**WORK REQUEST**
In the listing below, locate the lines that hold the string "embroidered". Copy those lines.

[[ DATASET RECORDS, beginning ]]

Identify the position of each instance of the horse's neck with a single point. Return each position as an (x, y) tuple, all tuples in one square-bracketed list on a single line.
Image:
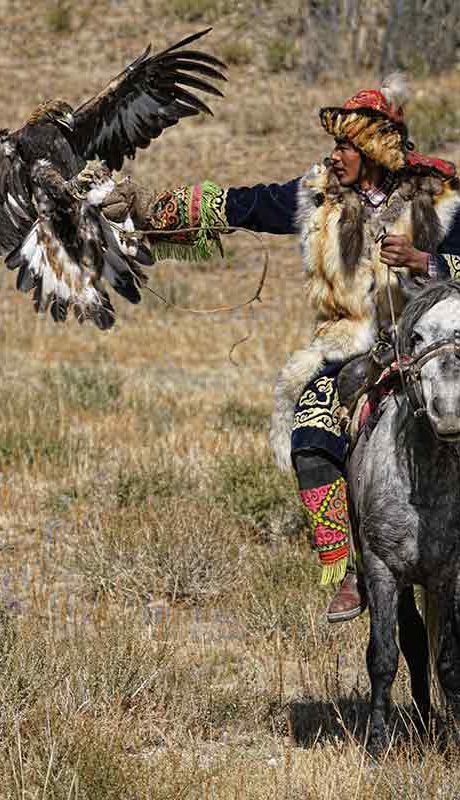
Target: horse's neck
[(428, 461)]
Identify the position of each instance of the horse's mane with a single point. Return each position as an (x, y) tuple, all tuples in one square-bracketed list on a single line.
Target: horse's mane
[(422, 302)]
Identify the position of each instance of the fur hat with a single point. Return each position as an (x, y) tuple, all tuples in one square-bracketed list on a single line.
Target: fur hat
[(373, 121)]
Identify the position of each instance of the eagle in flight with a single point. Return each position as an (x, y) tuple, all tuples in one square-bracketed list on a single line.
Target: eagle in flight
[(55, 172)]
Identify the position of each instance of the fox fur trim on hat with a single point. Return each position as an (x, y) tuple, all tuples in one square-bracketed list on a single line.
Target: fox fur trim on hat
[(346, 282), (371, 130)]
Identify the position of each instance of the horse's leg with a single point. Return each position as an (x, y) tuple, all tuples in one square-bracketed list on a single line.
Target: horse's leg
[(414, 645), (449, 650), (382, 651)]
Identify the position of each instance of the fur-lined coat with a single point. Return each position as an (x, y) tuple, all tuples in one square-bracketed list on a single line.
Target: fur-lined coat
[(346, 282)]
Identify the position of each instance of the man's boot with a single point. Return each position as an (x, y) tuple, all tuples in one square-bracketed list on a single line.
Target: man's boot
[(350, 600)]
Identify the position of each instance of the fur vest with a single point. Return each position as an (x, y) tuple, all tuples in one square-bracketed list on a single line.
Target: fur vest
[(346, 282)]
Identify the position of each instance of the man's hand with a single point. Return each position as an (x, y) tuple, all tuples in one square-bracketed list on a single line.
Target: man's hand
[(397, 251)]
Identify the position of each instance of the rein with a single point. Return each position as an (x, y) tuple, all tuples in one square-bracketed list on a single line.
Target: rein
[(412, 367)]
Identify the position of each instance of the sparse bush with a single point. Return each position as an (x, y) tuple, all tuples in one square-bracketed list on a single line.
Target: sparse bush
[(236, 51), (276, 601), (95, 388), (281, 54), (59, 17), (178, 550), (237, 415), (191, 10), (433, 121), (259, 495)]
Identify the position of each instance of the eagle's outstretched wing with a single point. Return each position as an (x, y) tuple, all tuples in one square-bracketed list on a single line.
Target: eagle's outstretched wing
[(17, 212), (148, 96), (71, 251)]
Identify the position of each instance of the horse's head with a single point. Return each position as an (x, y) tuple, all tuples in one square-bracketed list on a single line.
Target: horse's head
[(430, 334)]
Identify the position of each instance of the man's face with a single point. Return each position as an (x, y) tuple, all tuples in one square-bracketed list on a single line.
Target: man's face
[(346, 163)]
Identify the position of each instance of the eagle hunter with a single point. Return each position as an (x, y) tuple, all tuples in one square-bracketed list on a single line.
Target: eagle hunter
[(56, 170)]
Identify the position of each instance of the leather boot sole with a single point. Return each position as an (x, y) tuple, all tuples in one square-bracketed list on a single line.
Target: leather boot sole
[(344, 616)]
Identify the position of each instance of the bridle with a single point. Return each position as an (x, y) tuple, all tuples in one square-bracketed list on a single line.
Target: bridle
[(410, 368)]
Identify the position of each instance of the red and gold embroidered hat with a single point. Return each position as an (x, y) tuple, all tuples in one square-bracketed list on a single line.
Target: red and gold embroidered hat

[[ DATASET RECORDS, end ]]

**PROBLEM SOLUTION**
Identify the position of each instance of the red and gold embroidered hat with a single point. Return each position as an (x, y) tuple, all tuples in one square-bracketed list on a single line.
Target: red and gold embroidered hat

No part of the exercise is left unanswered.